> **TEXT PASSAGE**
Adam D'Angelo and Charlie Cheever, Founders of Quora
Courtesy Company
Founders: Adam D'Angelo, 26 (pictured left); Charlie Cheever, 29
Company: Quora
Year founded: 2009
Location: Palo Alto, California
2010 Revenue: Undisclosed
2011 Projected Revenue: Undisclosed
Employees: 22
Website: Quora.com
Facebook: Facebook.com/Quora
Twitter: @Quora
While working at Facebook in 2009, Adam D'Angelo and Charlie Cheever had a question: Why isn't there a place on the Internet where a question can be answered by someone who actually knows the answer?
That question led the pair to start Quora, a Q&A website that allows users to share knowledge. You can pose a question, answer a question, and edit others' answers. The concept wasn't exactly new, but D'Angelo and Cheever knew exactly what would make Quora unique: quality.
"It was an area of the Web that hadn't been developed or done well yet," says the mild-mannered D'Angelo, who was Facebook's CTO and VP of Engineering at the time. "It was like the state of search before Google or the state of social networking before Facebook. There were plenty of Q&A sites out there, but we wanted to do it better than anyone else."
Leaving Facebook behind, the duo started building Quora in April 2009. By June, they had hired their first employee, Rebekah Cox, to work on the design of the site. Like many other start-ups, the ambitious team didn't have a traditional business plan.
"We iterated on the product for months before we decided what it was going to be," D'Angelo says. The team tried out ideas until the finished product was acceptable to everyone.
The start-up received $11 million in first round funding from Benchmark Capital's Matt Cohler, a former Facebook executive who then took a seat on the company's board, according to a recent Fast Company story.
In June 2010, Quora officially launched and it became wildly popular among the tech crowd. From the beginning, the answers consistently (and surprisingly) contained quality information. For example, a Quora user asked "What does Dustin Moskovitz think of The Social Network?" The answer came from Facebook co-founder Dustin Moskovitz, who said the movie was an "interesting" portrayal of what really happened. It was that kind of star power that soon attracted the mainstream.

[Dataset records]

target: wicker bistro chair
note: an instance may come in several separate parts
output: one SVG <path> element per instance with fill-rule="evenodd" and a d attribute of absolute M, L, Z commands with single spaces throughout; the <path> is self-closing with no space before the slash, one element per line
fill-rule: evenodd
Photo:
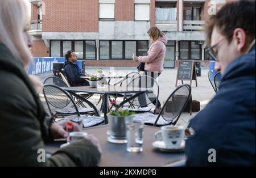
<path fill-rule="evenodd" d="M 215 86 L 214 83 L 214 77 L 215 74 L 211 71 L 208 71 L 208 79 L 210 81 L 210 84 L 212 85 L 212 88 L 213 88 L 215 92 L 217 92 L 217 90 L 216 89 L 216 87 Z"/>
<path fill-rule="evenodd" d="M 125 100 L 133 98 L 133 99 L 128 103 L 129 105 L 127 108 L 129 110 L 137 113 L 150 112 L 152 109 L 150 105 L 154 103 L 155 104 L 155 112 L 156 112 L 157 103 L 159 101 L 159 86 L 153 78 L 148 75 L 141 75 L 133 79 L 127 86 L 152 89 L 152 91 L 146 92 L 136 98 L 133 97 L 136 94 L 135 93 L 129 95 L 125 95 Z"/>
<path fill-rule="evenodd" d="M 50 114 L 55 121 L 61 120 L 60 118 L 63 117 L 67 117 L 75 122 L 81 120 L 80 121 L 83 120 L 84 126 L 88 127 L 103 122 L 104 120 L 103 118 L 98 117 L 98 111 L 92 103 L 80 98 L 88 107 L 86 108 L 79 108 L 76 105 L 72 96 L 57 86 L 44 85 L 43 92 Z M 76 97 L 81 96 L 77 95 Z M 95 115 L 96 116 L 91 116 L 92 115 Z M 86 121 L 84 119 L 86 119 Z"/>
<path fill-rule="evenodd" d="M 218 91 L 218 88 L 220 88 L 220 85 L 221 82 L 221 73 L 220 72 L 217 73 L 214 77 L 214 86 L 217 91 Z"/>
<path fill-rule="evenodd" d="M 125 95 L 124 101 L 120 104 L 119 107 L 134 111 L 137 113 L 152 113 L 150 105 L 153 103 L 158 103 L 159 95 L 159 86 L 154 79 L 148 75 L 141 75 L 132 79 L 127 86 L 152 88 L 152 91 L 146 92 L 146 94 L 141 92 Z M 155 105 L 156 109 L 157 104 Z"/>
<path fill-rule="evenodd" d="M 61 73 L 60 73 L 60 77 L 63 76 L 65 79 L 65 77 Z M 62 78 L 62 77 L 61 77 Z M 55 86 L 57 86 L 60 87 L 70 87 L 70 85 L 68 83 L 68 82 L 66 80 L 66 82 L 63 80 L 62 80 L 61 78 L 57 77 L 49 77 L 46 78 L 44 80 L 43 82 L 44 84 L 53 84 Z M 81 93 L 79 92 L 77 93 L 79 95 L 81 96 L 82 98 L 85 99 L 85 100 L 89 99 L 90 98 L 91 98 L 93 95 L 92 94 L 85 94 L 85 93 Z M 76 101 L 76 105 L 78 107 L 86 107 L 85 105 L 83 104 L 82 100 L 79 99 L 75 97 L 74 98 L 75 100 Z"/>
<path fill-rule="evenodd" d="M 131 72 L 126 75 L 123 79 L 121 80 L 116 82 L 114 84 L 114 86 L 128 86 L 129 84 L 131 81 L 135 78 L 139 77 L 141 74 L 138 72 Z M 109 95 L 109 99 L 110 101 L 115 101 L 118 98 L 123 101 L 125 99 L 125 94 L 119 94 L 118 95 Z M 126 96 L 131 96 L 131 94 L 127 94 Z M 112 109 L 112 107 L 110 107 L 110 111 Z"/>
<path fill-rule="evenodd" d="M 135 95 L 137 97 L 141 94 Z M 160 126 L 167 125 L 175 125 L 180 118 L 191 95 L 191 87 L 187 84 L 177 87 L 166 100 L 158 115 L 152 113 L 137 114 L 134 116 L 135 122 L 144 122 L 146 125 Z M 130 98 L 120 104 L 120 107 L 125 103 L 130 102 Z"/>

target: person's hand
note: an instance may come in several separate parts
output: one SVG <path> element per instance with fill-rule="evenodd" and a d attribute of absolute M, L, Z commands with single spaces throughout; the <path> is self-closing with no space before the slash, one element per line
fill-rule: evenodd
<path fill-rule="evenodd" d="M 90 75 L 89 74 L 87 73 L 85 73 L 85 74 L 86 77 L 90 77 Z"/>
<path fill-rule="evenodd" d="M 138 56 L 134 56 L 133 57 L 133 60 L 135 62 L 139 61 L 139 57 Z"/>
<path fill-rule="evenodd" d="M 190 133 L 189 129 L 187 128 L 185 129 L 185 135 L 186 137 L 189 137 L 191 135 L 191 133 Z"/>
<path fill-rule="evenodd" d="M 44 86 L 43 85 L 43 83 L 41 81 L 41 79 L 38 77 L 32 75 L 28 75 L 28 78 L 32 82 L 32 83 L 35 87 L 36 93 L 38 94 L 42 93 Z"/>
<path fill-rule="evenodd" d="M 67 138 L 68 133 L 66 131 L 67 121 L 53 123 L 50 127 L 50 130 L 55 139 Z M 80 132 L 81 129 L 76 123 L 73 124 L 74 132 Z"/>
<path fill-rule="evenodd" d="M 86 138 L 90 141 L 92 143 L 98 148 L 98 151 L 100 151 L 100 153 L 102 153 L 102 151 L 100 144 L 100 141 L 96 138 L 96 137 L 93 135 L 89 135 Z"/>

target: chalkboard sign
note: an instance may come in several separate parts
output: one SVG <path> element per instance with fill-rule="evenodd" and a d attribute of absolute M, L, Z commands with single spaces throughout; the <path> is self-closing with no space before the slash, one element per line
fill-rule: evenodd
<path fill-rule="evenodd" d="M 177 87 L 178 80 L 181 80 L 182 84 L 183 84 L 183 80 L 190 80 L 191 86 L 192 80 L 196 80 L 196 84 L 197 87 L 195 61 L 180 60 L 177 72 L 176 87 Z"/>

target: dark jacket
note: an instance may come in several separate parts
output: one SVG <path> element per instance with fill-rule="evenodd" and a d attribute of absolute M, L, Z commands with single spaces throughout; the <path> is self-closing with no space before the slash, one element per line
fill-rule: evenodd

> **THE REQUEST**
Copy everything from "Leaving Facebook behind, the" down to "traditional business plan." in the Quora founders text, changing "April" to "March". The data comes from a separate source.

> **OUTPUT FOR THIS EXERCISE**
Leaving Facebook behind, the duo started building Quora in March 2009. By June, they had hired their first employee, Rebekah Cox, to work on the design of the site. Like many other start-ups, the ambitious team didn't have a traditional business plan.